== Da fare ==
Nel brano sul pinguino nella Selva Lacandona, perché non sono stati letti tutti i dubbi, le critiche, i consigli e i dibattiti sulla Sesta Dichiarazione? Rispondi in una o due frasi.

== Brano mostrato ==
--

UN PINGUINO NELLA SELVA LACANDONA I/II
(La zapatista è appena una casetta, forse la più piccola, in una strada chiamata «Messico», in un quartiere chiamato «America Latina», in una città chiamata «Mondo»)
Non ci crederete, ma nel quartier generale dell’ezetaellenne c’è un pinguino. Voi direte «accidenti al sup! s’è fuso per l’allerta rossa», ma è la verità. E per giunta, mentre vi sto scrivendo, lui (cioè il pinguino) è qui di fianco a me, che mangia lo stesso pane duro e rancido (ha tanta muffa che gli manca un niente per essere penicillina) che, col caffè, mi è toccato oggi come razione. Sì, un pinguino. Ma di questo vi racconterò più avanti perché prima bisogna parlare un po’ della Sesta Dichiarazione.
Abbiamo letto con attenzione parte dei dubbi, delle critiche, dei consigli e dei dibattiti su quello che esponiamo nella Sesta. Non tutti, certo, ma non attribuitelo alla negligenza, bensì alla pioggia e al fango che allungano ancor più le strade nelle montagne del Sudest Messicano. Anche se i punti sono molti, in questo testo farò riferimento solo ad alcuni.

--

== Righe di dati ==
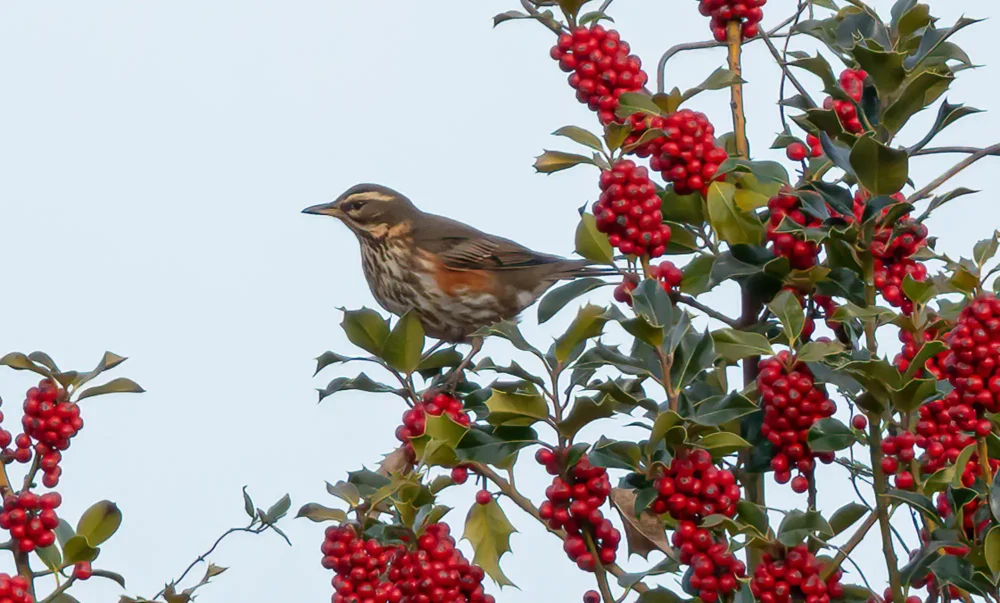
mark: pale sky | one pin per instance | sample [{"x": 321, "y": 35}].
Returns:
[{"x": 154, "y": 158}]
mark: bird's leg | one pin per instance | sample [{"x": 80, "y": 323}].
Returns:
[{"x": 456, "y": 373}]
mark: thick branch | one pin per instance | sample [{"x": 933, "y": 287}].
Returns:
[{"x": 958, "y": 167}]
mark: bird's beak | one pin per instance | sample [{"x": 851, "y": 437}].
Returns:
[{"x": 324, "y": 209}]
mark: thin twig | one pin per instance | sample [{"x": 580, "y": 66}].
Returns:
[
  {"x": 958, "y": 167},
  {"x": 787, "y": 72},
  {"x": 661, "y": 67},
  {"x": 697, "y": 305},
  {"x": 538, "y": 17}
]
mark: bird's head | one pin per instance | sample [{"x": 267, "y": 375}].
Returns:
[{"x": 369, "y": 209}]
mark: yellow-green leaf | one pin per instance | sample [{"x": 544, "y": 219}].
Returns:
[
  {"x": 489, "y": 530},
  {"x": 99, "y": 522}
]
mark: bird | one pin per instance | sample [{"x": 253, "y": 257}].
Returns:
[{"x": 456, "y": 278}]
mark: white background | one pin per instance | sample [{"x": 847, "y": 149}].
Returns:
[{"x": 154, "y": 157}]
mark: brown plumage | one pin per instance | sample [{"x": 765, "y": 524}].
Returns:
[{"x": 457, "y": 278}]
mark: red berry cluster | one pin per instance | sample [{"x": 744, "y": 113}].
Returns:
[
  {"x": 795, "y": 578},
  {"x": 912, "y": 343},
  {"x": 693, "y": 488},
  {"x": 686, "y": 154},
  {"x": 600, "y": 67},
  {"x": 573, "y": 504},
  {"x": 14, "y": 589},
  {"x": 852, "y": 81},
  {"x": 747, "y": 12},
  {"x": 975, "y": 350},
  {"x": 792, "y": 402},
  {"x": 624, "y": 289},
  {"x": 669, "y": 275},
  {"x": 370, "y": 572},
  {"x": 715, "y": 571},
  {"x": 628, "y": 211},
  {"x": 798, "y": 151},
  {"x": 49, "y": 422},
  {"x": 893, "y": 249},
  {"x": 31, "y": 519},
  {"x": 801, "y": 253},
  {"x": 415, "y": 419}
]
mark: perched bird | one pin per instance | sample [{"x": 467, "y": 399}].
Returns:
[{"x": 455, "y": 277}]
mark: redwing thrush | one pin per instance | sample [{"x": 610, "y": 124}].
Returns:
[{"x": 457, "y": 278}]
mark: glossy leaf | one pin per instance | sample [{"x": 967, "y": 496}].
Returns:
[
  {"x": 730, "y": 223},
  {"x": 120, "y": 385},
  {"x": 489, "y": 531},
  {"x": 366, "y": 329},
  {"x": 99, "y": 522},
  {"x": 881, "y": 169},
  {"x": 557, "y": 299},
  {"x": 318, "y": 513},
  {"x": 405, "y": 344},
  {"x": 550, "y": 162},
  {"x": 734, "y": 345},
  {"x": 518, "y": 409},
  {"x": 581, "y": 136}
]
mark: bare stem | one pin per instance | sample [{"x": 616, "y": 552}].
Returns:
[
  {"x": 881, "y": 486},
  {"x": 958, "y": 167},
  {"x": 845, "y": 550},
  {"x": 697, "y": 305},
  {"x": 735, "y": 37}
]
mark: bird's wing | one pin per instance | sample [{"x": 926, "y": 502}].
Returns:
[{"x": 462, "y": 247}]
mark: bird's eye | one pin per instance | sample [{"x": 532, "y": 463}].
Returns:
[{"x": 353, "y": 206}]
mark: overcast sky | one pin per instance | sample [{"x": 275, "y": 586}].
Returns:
[{"x": 154, "y": 157}]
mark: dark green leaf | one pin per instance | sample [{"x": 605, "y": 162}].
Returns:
[
  {"x": 405, "y": 345},
  {"x": 366, "y": 329}
]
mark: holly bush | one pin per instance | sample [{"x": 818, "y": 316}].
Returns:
[
  {"x": 830, "y": 254},
  {"x": 50, "y": 555}
]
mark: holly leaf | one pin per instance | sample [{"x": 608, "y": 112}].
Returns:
[{"x": 489, "y": 531}]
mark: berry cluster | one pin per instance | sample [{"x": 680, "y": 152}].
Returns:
[
  {"x": 893, "y": 249},
  {"x": 49, "y": 422},
  {"x": 14, "y": 589},
  {"x": 693, "y": 488},
  {"x": 370, "y": 572},
  {"x": 912, "y": 343},
  {"x": 573, "y": 504},
  {"x": 794, "y": 578},
  {"x": 798, "y": 151},
  {"x": 801, "y": 253},
  {"x": 686, "y": 154},
  {"x": 669, "y": 275},
  {"x": 975, "y": 349},
  {"x": 433, "y": 404},
  {"x": 600, "y": 67},
  {"x": 31, "y": 519},
  {"x": 852, "y": 81},
  {"x": 792, "y": 402},
  {"x": 747, "y": 12},
  {"x": 628, "y": 211},
  {"x": 715, "y": 571}
]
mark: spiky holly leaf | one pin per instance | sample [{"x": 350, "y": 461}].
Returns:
[{"x": 489, "y": 531}]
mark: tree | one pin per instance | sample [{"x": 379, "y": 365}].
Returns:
[{"x": 829, "y": 264}]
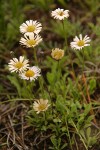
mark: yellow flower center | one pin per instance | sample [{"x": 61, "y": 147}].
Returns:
[
  {"x": 57, "y": 54},
  {"x": 30, "y": 28},
  {"x": 80, "y": 43},
  {"x": 61, "y": 13},
  {"x": 19, "y": 65},
  {"x": 42, "y": 107},
  {"x": 29, "y": 73},
  {"x": 31, "y": 42}
]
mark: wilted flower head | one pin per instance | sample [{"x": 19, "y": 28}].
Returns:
[
  {"x": 40, "y": 105},
  {"x": 79, "y": 43},
  {"x": 30, "y": 26},
  {"x": 30, "y": 40},
  {"x": 60, "y": 14},
  {"x": 31, "y": 74},
  {"x": 57, "y": 53},
  {"x": 20, "y": 65}
]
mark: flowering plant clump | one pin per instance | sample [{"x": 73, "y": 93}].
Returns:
[
  {"x": 30, "y": 26},
  {"x": 60, "y": 100}
]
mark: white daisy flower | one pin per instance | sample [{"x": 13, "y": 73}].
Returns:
[
  {"x": 57, "y": 53},
  {"x": 60, "y": 14},
  {"x": 40, "y": 105},
  {"x": 30, "y": 26},
  {"x": 31, "y": 74},
  {"x": 20, "y": 65},
  {"x": 30, "y": 40},
  {"x": 79, "y": 43}
]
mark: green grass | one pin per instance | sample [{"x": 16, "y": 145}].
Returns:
[{"x": 71, "y": 84}]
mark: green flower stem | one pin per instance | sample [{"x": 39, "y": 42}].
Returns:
[
  {"x": 40, "y": 78},
  {"x": 64, "y": 34},
  {"x": 68, "y": 133},
  {"x": 79, "y": 135}
]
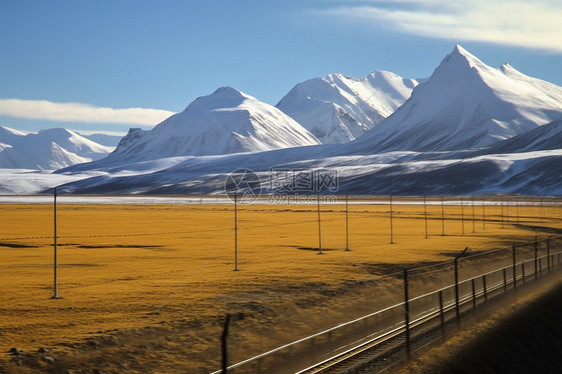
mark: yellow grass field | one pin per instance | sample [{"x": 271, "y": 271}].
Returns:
[{"x": 146, "y": 288}]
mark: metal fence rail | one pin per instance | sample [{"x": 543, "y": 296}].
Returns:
[{"x": 305, "y": 354}]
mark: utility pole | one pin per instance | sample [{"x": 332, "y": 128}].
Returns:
[
  {"x": 346, "y": 223},
  {"x": 56, "y": 291},
  {"x": 235, "y": 232}
]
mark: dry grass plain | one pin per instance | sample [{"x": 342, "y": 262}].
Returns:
[{"x": 146, "y": 288}]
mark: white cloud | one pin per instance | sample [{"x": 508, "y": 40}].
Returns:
[
  {"x": 529, "y": 24},
  {"x": 77, "y": 112}
]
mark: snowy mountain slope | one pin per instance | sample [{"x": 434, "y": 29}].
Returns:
[
  {"x": 465, "y": 104},
  {"x": 396, "y": 173},
  {"x": 49, "y": 149},
  {"x": 227, "y": 121},
  {"x": 545, "y": 137},
  {"x": 337, "y": 108},
  {"x": 103, "y": 139}
]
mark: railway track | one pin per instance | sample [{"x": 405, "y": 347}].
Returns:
[
  {"x": 387, "y": 349},
  {"x": 348, "y": 347}
]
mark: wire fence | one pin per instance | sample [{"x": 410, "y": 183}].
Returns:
[{"x": 472, "y": 291}]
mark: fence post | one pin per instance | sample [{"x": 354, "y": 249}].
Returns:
[
  {"x": 462, "y": 215},
  {"x": 346, "y": 223},
  {"x": 514, "y": 270},
  {"x": 407, "y": 313},
  {"x": 473, "y": 217},
  {"x": 224, "y": 348},
  {"x": 536, "y": 257},
  {"x": 441, "y": 312},
  {"x": 235, "y": 232},
  {"x": 483, "y": 215},
  {"x": 473, "y": 294},
  {"x": 484, "y": 288},
  {"x": 548, "y": 253},
  {"x": 319, "y": 227},
  {"x": 502, "y": 210},
  {"x": 425, "y": 214},
  {"x": 391, "y": 229},
  {"x": 442, "y": 216},
  {"x": 457, "y": 310}
]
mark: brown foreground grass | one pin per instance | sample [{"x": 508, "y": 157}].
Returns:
[{"x": 146, "y": 288}]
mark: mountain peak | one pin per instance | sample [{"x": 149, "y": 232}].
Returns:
[
  {"x": 459, "y": 55},
  {"x": 230, "y": 92},
  {"x": 223, "y": 97}
]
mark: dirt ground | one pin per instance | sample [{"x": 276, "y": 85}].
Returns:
[{"x": 147, "y": 288}]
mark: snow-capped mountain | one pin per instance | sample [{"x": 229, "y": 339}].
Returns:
[
  {"x": 338, "y": 109},
  {"x": 49, "y": 149},
  {"x": 465, "y": 104},
  {"x": 227, "y": 121}
]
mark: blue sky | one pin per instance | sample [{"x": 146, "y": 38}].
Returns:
[{"x": 99, "y": 65}]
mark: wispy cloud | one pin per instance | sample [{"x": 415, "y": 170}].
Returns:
[
  {"x": 77, "y": 112},
  {"x": 530, "y": 24}
]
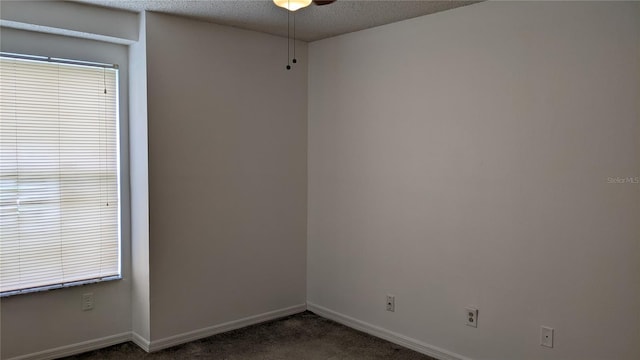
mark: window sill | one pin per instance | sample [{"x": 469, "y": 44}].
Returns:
[{"x": 59, "y": 286}]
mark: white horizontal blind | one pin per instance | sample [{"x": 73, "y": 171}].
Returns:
[{"x": 59, "y": 181}]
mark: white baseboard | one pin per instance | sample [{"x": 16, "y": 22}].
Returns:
[
  {"x": 77, "y": 348},
  {"x": 156, "y": 345},
  {"x": 140, "y": 341},
  {"x": 382, "y": 333}
]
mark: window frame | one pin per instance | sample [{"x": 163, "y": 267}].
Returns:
[{"x": 119, "y": 174}]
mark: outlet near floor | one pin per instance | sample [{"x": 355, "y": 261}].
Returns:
[
  {"x": 87, "y": 301},
  {"x": 471, "y": 317},
  {"x": 391, "y": 303},
  {"x": 546, "y": 336}
]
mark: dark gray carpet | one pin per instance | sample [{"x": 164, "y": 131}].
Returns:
[{"x": 300, "y": 336}]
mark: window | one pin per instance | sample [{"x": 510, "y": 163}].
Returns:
[{"x": 59, "y": 173}]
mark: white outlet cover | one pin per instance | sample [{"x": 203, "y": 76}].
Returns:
[
  {"x": 391, "y": 303},
  {"x": 87, "y": 301},
  {"x": 471, "y": 316},
  {"x": 546, "y": 336}
]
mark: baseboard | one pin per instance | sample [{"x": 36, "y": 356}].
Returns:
[
  {"x": 160, "y": 344},
  {"x": 140, "y": 341},
  {"x": 77, "y": 348},
  {"x": 382, "y": 333}
]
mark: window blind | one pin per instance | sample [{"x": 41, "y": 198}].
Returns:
[{"x": 59, "y": 174}]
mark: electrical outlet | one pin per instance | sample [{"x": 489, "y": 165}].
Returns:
[
  {"x": 546, "y": 336},
  {"x": 471, "y": 317},
  {"x": 87, "y": 301},
  {"x": 391, "y": 303}
]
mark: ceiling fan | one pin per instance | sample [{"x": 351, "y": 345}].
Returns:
[{"x": 293, "y": 5}]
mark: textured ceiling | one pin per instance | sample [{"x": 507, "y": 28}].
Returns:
[{"x": 312, "y": 23}]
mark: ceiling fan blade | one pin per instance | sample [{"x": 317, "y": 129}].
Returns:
[{"x": 323, "y": 2}]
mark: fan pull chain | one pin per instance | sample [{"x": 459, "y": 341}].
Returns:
[
  {"x": 294, "y": 39},
  {"x": 288, "y": 38}
]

--

== Risposta finale ==
Il motivo non è la negligenza, ma la pioggia e il fango, che allungano ancora di più le strade nelle montagne del Sudest Messicano.